■ TRECHO SELECIONADO
/---
Mas como eu iniciei o texto, a culpa não é da pobre adolescente que usa caneta em gel colorida, coleciona adesivos de caderno dos ídolos coreanos e presilhas de cabelo de florzinha, as causas do alongamento da adolescência são sociais e culturais. O aumento das oportunidades educacionais, o adiamento do casamento e da parentalidade e o aumento das expectativas em relação à vida fizeram com que as pessoas se demorassem mais para sair de casa e se arranjarem na vida. Em geral, agora as pessoas estudam por muito mais tempo do que antes para depois se aventurarem no mundo do trabalho, demoram mais para se casar, para achar o par ideal e pensar em ter filhos e convivem com os pais e até os avós para cuidarem deles ou porque dependem financeiramente por mais tempo.


Mas não existem apenas estes motivos “positivos” para a adolescência se estender, do ponto de vista social, pode existir na vida adulta uma espécie de resgate da adolescência que não pode ser vivida no momento em que isto deveria ter acontecido. Muitas podem ser as circunstâncias que impedem o desenvolvimento, seja extrema pobreza, trabalhar desde muito cedo, problemas de saúde física em geral, dinâmicas familiares narcisistas, de abuso, preconceituosas ou de violência que reprimem o desenvolvimento e expressão da personalidade. O resultado disto pode ser desde o adulto que consegue somente nesta fase comprar o que sempre teve vontade de ter desde criança, sejam objetos ou experiências, até o indivíduo que só pode ser quem de fato é com liberdade e segurança, na vida adulta, depois que se livrou das limitações familiares, e assim se relacionar com outras pessoas com mais profundidade, é o que acontece com frequência na comunidade LGBTQIAPN+.
\---
■ TAREFAS E EXERCÍCIOS
[a] Devolva, sem alterar nada, a parte do texto sobre o alongamento da adolescência que vai de "Mas como eu" a "por mais tempo.".
[b] Identifique e copie todas as linhas dos registros que contêm a palavra "plank", levando em conta maiúsculas e minúsculas.

■ MATERIAL PARA PROCESSAR
/---
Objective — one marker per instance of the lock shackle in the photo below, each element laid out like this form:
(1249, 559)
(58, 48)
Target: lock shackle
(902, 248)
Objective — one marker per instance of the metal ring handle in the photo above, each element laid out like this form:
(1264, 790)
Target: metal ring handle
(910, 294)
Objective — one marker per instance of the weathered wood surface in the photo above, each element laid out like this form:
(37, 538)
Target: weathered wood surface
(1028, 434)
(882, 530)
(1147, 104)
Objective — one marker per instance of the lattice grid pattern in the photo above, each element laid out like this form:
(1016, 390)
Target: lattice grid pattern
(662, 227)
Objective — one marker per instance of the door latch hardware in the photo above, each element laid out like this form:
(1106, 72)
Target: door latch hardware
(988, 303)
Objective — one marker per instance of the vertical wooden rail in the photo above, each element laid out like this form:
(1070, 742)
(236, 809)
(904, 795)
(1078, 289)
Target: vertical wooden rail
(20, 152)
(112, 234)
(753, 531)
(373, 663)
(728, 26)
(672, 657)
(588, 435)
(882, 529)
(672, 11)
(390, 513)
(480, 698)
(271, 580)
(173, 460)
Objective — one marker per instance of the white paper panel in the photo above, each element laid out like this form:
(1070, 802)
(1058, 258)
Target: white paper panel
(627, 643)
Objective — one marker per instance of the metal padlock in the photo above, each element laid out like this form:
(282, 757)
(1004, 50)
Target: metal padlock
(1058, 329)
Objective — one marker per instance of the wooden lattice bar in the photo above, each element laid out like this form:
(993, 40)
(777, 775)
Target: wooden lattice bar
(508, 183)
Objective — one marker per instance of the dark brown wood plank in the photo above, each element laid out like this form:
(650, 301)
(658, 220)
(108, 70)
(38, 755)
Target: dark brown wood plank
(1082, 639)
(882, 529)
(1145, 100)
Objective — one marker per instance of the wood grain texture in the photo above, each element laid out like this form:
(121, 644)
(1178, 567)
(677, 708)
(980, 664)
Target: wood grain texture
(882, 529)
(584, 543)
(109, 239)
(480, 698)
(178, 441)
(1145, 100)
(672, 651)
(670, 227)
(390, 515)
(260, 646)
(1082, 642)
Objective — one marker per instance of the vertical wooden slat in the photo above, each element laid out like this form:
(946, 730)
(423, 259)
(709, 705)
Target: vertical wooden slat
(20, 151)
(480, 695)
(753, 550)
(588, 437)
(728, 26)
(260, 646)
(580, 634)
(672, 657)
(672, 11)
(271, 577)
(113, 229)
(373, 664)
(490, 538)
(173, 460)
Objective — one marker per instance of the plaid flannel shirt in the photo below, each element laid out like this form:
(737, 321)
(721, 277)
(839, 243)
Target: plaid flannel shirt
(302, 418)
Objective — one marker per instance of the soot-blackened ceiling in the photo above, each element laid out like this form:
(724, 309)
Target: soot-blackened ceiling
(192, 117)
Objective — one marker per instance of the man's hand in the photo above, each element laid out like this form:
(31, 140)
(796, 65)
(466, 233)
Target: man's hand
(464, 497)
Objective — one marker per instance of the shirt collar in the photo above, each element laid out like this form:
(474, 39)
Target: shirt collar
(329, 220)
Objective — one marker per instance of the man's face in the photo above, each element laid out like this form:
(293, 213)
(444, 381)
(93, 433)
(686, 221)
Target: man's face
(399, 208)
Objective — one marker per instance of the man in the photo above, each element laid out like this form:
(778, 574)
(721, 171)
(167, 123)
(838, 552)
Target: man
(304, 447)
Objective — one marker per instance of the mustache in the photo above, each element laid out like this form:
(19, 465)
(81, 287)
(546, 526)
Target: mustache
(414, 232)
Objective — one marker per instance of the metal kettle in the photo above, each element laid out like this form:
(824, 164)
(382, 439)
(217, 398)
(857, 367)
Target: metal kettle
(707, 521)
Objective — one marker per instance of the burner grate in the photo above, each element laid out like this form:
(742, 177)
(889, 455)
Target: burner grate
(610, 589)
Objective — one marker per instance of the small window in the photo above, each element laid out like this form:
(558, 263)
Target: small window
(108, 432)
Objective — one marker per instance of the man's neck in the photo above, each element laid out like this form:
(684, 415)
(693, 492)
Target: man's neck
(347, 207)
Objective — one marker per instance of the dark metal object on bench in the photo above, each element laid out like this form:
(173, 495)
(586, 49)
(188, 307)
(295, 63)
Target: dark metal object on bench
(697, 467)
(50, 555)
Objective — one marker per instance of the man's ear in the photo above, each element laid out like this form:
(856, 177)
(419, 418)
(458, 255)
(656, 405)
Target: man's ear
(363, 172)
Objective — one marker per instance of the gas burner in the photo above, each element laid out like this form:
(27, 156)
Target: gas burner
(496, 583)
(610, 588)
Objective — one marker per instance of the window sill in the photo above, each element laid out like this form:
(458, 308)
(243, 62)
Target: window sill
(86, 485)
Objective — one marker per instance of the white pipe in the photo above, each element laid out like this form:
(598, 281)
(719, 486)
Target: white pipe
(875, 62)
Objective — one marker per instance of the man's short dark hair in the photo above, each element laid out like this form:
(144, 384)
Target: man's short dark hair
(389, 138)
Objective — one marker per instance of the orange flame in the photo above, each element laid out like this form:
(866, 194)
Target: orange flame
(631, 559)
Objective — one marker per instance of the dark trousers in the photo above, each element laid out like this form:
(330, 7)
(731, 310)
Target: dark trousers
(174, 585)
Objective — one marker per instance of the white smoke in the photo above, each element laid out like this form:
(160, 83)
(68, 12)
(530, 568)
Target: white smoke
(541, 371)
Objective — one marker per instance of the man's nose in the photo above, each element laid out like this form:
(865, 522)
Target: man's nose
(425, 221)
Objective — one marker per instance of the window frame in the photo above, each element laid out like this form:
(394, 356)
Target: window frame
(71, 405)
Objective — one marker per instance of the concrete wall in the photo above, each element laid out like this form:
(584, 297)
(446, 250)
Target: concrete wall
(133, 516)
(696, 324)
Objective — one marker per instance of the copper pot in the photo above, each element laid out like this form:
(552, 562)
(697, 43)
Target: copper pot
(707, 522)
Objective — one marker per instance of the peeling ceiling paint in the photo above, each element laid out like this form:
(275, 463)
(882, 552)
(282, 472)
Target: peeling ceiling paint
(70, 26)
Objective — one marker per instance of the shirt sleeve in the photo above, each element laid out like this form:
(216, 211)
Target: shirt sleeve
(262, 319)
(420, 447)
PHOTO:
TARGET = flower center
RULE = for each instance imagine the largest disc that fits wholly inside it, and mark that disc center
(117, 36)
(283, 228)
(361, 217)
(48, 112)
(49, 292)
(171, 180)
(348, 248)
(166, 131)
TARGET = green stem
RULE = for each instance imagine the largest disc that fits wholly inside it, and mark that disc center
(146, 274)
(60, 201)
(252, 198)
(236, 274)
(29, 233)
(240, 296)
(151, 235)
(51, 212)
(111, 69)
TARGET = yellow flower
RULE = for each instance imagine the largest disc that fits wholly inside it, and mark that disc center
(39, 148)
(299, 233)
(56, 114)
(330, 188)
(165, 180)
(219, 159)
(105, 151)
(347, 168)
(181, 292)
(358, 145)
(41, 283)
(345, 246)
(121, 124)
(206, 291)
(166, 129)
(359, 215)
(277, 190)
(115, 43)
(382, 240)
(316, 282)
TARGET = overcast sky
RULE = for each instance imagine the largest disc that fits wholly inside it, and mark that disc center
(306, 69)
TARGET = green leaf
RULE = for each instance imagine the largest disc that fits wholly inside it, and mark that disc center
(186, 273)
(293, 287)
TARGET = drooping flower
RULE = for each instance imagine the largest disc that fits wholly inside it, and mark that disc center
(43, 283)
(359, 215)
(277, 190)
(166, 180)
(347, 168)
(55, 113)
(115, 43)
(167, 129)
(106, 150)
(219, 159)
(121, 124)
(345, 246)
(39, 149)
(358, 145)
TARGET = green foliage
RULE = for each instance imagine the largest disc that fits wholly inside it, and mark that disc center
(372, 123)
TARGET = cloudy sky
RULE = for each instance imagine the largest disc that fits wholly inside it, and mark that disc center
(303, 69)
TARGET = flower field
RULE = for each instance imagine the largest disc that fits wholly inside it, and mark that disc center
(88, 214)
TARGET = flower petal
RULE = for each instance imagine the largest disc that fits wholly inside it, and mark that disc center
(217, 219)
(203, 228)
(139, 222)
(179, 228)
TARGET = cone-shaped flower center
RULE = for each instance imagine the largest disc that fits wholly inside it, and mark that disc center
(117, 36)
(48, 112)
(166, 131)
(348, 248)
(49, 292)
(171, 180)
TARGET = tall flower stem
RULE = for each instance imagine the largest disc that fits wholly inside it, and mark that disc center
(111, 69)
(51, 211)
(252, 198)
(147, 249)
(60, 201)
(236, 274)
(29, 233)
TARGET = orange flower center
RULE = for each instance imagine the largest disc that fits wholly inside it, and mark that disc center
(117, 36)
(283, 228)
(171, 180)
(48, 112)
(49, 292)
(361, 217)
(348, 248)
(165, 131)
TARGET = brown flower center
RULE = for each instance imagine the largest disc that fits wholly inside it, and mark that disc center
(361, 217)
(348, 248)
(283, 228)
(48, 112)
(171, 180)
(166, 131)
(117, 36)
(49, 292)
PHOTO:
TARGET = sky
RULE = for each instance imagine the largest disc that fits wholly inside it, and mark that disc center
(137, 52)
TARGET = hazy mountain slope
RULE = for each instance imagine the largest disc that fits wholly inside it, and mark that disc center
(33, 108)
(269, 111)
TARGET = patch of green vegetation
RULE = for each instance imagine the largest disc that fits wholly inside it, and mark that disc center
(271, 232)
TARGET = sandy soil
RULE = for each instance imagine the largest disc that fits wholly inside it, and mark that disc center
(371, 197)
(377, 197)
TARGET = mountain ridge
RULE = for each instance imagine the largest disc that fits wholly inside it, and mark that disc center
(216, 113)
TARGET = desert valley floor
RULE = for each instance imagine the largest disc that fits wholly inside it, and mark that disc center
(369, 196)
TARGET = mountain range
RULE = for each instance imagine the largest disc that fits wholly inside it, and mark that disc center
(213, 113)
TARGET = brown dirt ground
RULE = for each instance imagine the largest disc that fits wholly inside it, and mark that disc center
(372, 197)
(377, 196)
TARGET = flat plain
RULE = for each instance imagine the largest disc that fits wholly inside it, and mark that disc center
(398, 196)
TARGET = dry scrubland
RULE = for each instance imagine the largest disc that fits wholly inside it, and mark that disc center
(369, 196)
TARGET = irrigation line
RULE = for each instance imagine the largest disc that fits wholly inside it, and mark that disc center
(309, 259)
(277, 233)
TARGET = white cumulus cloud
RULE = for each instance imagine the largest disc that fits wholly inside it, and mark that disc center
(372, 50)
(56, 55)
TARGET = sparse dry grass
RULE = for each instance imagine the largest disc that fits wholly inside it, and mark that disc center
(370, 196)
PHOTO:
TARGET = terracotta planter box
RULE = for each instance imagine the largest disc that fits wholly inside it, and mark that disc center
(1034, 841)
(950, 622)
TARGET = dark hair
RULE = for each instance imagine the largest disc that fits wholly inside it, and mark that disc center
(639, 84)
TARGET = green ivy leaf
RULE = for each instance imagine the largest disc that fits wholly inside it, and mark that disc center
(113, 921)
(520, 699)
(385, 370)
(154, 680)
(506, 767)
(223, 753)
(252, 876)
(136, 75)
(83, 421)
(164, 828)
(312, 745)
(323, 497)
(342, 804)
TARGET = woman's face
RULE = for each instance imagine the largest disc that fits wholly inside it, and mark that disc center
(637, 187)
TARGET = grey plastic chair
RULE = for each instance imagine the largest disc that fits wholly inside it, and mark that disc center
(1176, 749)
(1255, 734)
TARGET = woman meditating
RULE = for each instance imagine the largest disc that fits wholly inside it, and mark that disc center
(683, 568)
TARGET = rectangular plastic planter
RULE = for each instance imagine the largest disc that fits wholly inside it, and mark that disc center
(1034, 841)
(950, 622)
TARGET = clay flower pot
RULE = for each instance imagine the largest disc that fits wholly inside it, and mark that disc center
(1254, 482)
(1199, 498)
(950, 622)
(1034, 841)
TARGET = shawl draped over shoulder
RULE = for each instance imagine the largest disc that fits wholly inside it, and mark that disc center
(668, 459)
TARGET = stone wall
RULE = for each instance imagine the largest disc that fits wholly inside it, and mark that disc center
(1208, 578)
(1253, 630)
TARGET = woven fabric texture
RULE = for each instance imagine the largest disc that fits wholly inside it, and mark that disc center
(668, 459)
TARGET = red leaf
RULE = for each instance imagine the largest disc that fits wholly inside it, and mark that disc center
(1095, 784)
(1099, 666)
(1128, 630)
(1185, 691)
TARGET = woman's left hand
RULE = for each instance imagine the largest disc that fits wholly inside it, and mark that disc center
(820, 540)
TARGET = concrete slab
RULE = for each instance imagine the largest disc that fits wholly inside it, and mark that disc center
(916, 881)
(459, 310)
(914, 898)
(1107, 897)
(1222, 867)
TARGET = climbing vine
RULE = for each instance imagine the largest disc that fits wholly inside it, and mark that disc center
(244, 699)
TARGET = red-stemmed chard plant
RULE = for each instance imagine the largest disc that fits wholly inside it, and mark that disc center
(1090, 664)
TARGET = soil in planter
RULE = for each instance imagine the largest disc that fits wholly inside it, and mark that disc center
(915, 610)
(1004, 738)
\---
■ RESPOSTAS ESCRITAS
[a]
Mas como eu iniciei o texto, a culpa não é da pobre adolescente que usa caneta em gel colorida, coleciona adesivos de caderno dos ídolos coreanos e presilhas de cabelo de florzinha, as causas do alongamento da adolescência são sociais e culturais. O aumento das oportunidades educacionais, o adiamento do casamento e da parentalidade e o aumento das expectativas em relação à vida fizeram com que as pessoas se demorassem mais para sair de casa e se arranjarem na vida. Em geral, agora as pessoas estudam por muito mais tempo do que antes para depois se aventurarem no mundo do trabalho, demoram mais para se casar, para achar o par ideal e pensar em ter filhos e convivem com os pais e até os avós para cuidarem deles ou porque dependem financeiramente por mais tempo.

[b]
Objective — one marker per instance of the dark brown wood plank in the photo above, each element laid out like this form:
Target: dark brown wood plank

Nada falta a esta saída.